▸ Work to be completed: Copy out every line below that contains the word "dark", leaving each one unchanged.

....

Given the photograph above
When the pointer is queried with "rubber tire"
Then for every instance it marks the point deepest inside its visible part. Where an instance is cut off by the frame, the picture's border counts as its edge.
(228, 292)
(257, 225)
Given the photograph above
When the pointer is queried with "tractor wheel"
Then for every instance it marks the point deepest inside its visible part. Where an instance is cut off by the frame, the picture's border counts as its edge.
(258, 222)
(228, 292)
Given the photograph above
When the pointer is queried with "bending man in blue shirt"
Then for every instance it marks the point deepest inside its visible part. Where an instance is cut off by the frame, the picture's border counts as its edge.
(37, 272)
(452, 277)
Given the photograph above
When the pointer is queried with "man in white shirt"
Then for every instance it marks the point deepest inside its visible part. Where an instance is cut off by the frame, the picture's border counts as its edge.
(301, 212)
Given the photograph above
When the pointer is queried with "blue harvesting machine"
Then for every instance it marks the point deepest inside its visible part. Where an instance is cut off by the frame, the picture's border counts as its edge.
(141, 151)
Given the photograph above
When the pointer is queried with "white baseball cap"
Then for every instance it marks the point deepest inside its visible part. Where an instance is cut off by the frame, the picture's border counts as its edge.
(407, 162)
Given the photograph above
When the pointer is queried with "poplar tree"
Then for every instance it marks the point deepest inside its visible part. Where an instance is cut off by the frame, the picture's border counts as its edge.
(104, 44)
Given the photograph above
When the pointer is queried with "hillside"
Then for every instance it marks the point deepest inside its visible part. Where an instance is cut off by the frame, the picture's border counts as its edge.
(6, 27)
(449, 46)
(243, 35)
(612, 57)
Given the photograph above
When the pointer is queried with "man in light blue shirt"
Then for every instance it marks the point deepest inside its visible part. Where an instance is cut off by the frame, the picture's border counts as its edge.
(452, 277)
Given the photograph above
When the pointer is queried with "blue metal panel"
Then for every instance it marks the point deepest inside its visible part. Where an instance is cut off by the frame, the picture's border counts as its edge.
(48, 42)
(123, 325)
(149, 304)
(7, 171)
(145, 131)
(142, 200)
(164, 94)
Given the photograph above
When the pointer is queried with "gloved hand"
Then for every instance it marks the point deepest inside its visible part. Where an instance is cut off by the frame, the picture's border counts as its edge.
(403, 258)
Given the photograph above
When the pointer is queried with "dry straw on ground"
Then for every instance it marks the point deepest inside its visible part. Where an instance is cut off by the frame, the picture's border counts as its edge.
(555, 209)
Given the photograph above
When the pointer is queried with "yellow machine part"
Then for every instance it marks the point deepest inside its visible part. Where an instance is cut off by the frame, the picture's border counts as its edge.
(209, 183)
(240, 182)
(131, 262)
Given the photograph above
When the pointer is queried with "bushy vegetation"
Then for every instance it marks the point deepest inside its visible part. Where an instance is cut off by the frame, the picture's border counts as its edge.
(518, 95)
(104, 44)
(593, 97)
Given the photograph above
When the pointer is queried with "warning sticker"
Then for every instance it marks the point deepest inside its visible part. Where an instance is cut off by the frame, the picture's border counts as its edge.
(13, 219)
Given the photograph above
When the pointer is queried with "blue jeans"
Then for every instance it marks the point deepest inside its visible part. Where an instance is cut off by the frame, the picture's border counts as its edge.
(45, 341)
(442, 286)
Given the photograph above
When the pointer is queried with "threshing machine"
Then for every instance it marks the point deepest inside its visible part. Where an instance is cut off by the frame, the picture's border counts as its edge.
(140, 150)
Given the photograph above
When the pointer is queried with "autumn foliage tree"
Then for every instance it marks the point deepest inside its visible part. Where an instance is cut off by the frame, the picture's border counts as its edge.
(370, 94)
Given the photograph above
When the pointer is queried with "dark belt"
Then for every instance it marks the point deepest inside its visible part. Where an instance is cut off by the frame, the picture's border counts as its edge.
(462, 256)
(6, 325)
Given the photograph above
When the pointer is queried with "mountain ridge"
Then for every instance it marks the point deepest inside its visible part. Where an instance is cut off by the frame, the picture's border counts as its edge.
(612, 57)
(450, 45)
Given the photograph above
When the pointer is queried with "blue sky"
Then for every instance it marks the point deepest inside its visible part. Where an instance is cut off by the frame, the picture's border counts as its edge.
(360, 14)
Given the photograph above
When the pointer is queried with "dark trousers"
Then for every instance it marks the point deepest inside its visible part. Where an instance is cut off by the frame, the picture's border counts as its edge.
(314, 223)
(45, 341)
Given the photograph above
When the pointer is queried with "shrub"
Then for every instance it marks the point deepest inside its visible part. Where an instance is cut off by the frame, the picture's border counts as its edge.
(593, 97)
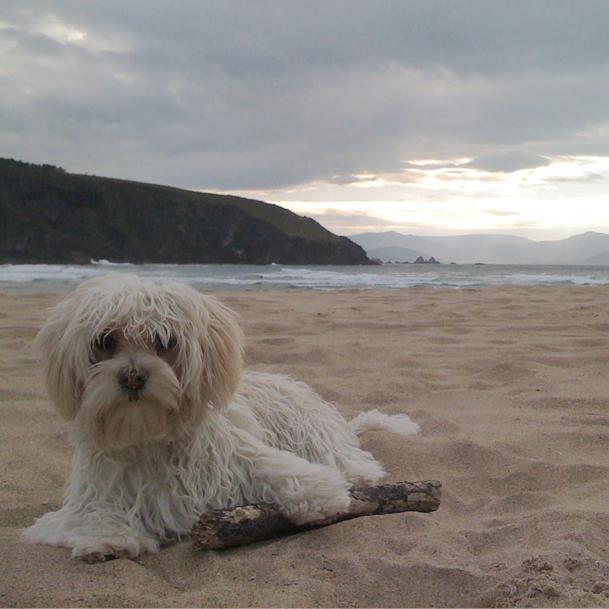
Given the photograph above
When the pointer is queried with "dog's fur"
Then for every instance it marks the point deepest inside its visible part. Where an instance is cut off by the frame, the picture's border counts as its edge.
(166, 426)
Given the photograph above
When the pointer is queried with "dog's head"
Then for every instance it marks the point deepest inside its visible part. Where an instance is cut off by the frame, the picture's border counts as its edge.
(130, 359)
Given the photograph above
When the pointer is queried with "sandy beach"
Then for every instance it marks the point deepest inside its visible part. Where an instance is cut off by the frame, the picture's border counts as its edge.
(510, 387)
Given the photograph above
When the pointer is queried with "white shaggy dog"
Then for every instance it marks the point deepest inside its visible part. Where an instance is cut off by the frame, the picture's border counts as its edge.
(166, 426)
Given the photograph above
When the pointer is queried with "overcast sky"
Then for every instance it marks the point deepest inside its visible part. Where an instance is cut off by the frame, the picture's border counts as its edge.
(430, 117)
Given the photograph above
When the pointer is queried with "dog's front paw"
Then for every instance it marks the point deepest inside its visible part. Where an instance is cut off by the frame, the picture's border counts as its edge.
(99, 552)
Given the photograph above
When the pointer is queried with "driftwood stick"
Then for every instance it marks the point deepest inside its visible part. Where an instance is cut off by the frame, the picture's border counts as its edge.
(245, 524)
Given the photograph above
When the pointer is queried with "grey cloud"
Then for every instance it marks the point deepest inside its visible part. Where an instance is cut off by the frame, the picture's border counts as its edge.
(508, 162)
(266, 94)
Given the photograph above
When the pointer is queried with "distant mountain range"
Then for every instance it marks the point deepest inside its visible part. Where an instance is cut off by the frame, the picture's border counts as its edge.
(48, 215)
(587, 248)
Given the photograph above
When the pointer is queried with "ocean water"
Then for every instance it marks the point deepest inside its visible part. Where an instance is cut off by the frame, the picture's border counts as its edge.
(55, 277)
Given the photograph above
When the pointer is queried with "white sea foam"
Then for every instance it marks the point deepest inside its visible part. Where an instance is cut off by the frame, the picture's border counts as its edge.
(46, 277)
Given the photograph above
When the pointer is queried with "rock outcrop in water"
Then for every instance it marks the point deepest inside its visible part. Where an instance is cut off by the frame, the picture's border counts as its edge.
(50, 216)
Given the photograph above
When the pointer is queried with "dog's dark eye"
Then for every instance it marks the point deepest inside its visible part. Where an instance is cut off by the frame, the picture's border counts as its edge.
(163, 347)
(105, 344)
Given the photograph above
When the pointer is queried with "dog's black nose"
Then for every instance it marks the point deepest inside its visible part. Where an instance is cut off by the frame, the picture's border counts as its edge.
(132, 380)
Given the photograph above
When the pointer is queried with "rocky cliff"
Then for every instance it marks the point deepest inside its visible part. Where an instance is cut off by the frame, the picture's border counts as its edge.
(50, 216)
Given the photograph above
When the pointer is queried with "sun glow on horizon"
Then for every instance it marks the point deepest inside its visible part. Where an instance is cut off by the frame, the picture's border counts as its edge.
(566, 195)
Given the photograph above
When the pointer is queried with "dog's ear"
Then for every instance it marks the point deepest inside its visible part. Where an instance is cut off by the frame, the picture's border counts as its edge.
(60, 358)
(222, 353)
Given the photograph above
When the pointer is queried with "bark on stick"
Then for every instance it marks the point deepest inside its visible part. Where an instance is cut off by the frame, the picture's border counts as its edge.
(245, 524)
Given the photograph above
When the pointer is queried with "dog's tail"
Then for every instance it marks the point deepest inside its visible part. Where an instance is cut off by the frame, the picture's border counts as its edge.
(376, 420)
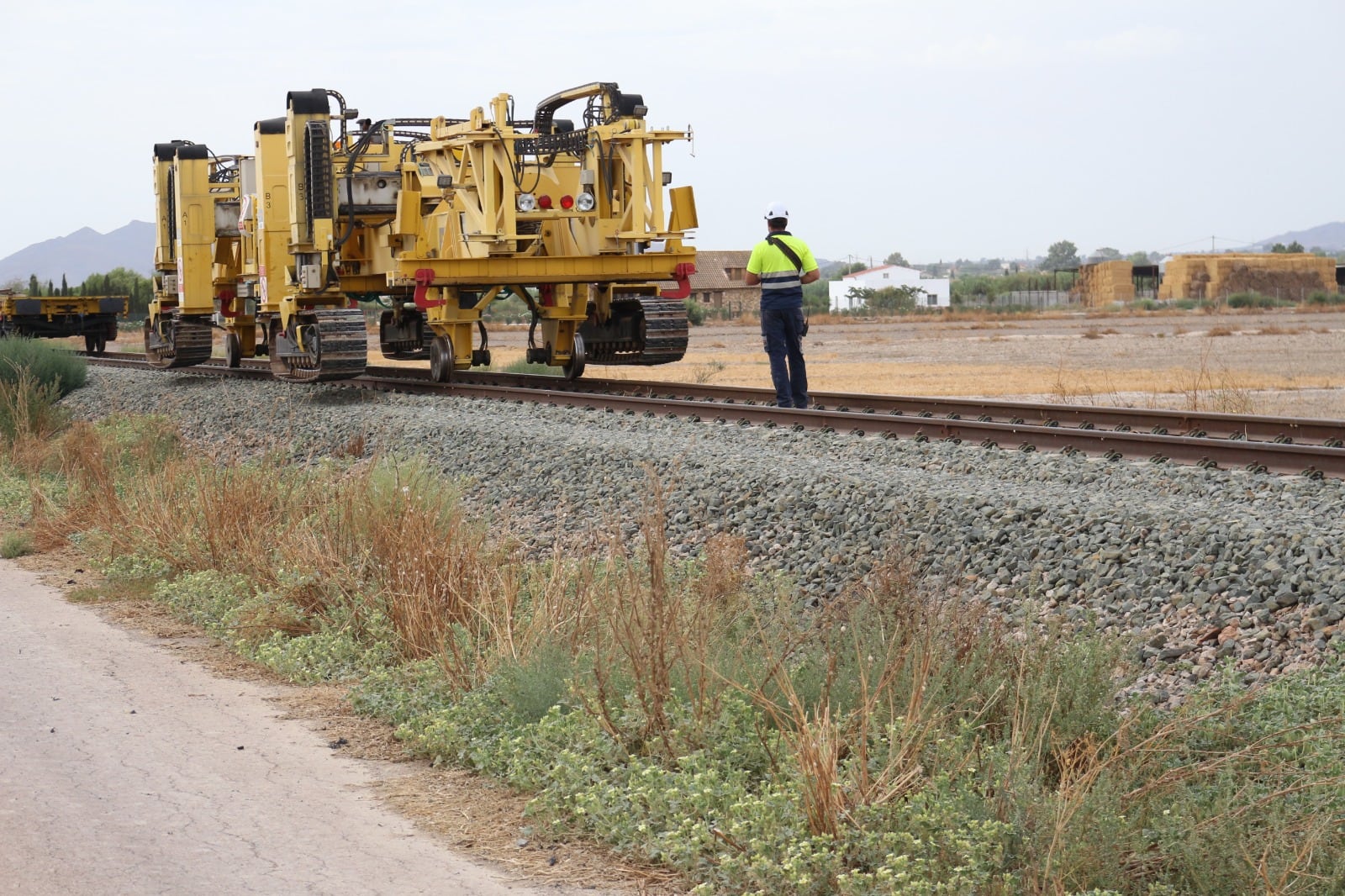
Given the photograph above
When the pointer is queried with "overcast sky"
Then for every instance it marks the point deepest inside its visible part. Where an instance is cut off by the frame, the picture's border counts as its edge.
(941, 129)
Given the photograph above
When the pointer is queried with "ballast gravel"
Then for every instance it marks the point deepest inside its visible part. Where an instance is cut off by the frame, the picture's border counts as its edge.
(1195, 566)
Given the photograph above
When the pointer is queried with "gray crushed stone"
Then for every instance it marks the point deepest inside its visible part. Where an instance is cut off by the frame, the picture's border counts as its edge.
(1197, 567)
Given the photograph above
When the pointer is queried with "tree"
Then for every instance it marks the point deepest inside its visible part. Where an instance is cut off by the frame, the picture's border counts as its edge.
(1062, 255)
(899, 299)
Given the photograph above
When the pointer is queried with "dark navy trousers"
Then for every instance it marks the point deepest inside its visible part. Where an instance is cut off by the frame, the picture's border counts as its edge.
(783, 334)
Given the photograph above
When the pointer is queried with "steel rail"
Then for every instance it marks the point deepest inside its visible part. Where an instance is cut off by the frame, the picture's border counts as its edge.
(1158, 421)
(1114, 444)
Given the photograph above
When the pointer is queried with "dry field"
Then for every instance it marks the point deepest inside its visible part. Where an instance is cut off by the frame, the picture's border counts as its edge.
(1275, 362)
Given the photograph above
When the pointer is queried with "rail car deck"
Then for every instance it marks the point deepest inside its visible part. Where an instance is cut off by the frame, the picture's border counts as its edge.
(94, 318)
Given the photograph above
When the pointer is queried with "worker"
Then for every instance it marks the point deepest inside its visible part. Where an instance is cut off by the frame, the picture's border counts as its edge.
(782, 264)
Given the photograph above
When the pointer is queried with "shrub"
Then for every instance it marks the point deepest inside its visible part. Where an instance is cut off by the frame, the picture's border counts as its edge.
(29, 408)
(15, 544)
(46, 363)
(1254, 300)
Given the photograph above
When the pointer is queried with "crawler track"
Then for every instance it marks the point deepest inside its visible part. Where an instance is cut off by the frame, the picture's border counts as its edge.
(1263, 444)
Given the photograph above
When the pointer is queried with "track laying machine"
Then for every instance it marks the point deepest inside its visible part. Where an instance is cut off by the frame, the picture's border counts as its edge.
(434, 219)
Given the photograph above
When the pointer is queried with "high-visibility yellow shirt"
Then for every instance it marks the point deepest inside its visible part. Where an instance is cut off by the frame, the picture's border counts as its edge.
(780, 280)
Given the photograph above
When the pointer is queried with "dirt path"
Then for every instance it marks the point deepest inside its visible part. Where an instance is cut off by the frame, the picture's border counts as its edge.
(128, 770)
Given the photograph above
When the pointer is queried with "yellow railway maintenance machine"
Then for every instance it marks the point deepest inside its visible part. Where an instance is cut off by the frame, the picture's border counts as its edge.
(94, 318)
(572, 219)
(434, 219)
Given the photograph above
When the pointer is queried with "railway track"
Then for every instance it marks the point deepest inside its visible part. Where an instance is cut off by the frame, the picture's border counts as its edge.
(1266, 444)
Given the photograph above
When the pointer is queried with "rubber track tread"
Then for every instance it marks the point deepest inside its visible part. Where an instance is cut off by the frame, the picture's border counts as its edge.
(343, 349)
(192, 345)
(665, 335)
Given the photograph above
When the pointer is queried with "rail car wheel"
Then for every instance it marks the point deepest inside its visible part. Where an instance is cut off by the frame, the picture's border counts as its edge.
(440, 360)
(578, 358)
(233, 350)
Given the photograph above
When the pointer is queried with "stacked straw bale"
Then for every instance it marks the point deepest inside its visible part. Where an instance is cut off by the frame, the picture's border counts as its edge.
(1106, 282)
(1284, 275)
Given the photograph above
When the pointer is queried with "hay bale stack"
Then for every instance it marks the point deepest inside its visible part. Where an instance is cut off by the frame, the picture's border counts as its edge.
(1106, 282)
(1284, 275)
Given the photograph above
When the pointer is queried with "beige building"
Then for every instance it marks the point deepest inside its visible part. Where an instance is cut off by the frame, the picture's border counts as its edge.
(717, 282)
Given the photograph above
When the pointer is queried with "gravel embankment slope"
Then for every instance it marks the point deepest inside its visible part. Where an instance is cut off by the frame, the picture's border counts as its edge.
(1197, 564)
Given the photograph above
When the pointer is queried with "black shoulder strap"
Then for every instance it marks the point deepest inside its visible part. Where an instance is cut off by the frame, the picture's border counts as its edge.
(789, 253)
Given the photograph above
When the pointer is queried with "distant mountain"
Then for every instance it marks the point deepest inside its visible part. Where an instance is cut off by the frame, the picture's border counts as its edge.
(1328, 237)
(82, 253)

....

▸ Reply to the exercise:
When the pointer is queried with "dark belt"
When the pointer is queried with "dark trousers"
When the pointer is queried with "dog's dark eye"
When the pointer is queried with "dark navy trousers"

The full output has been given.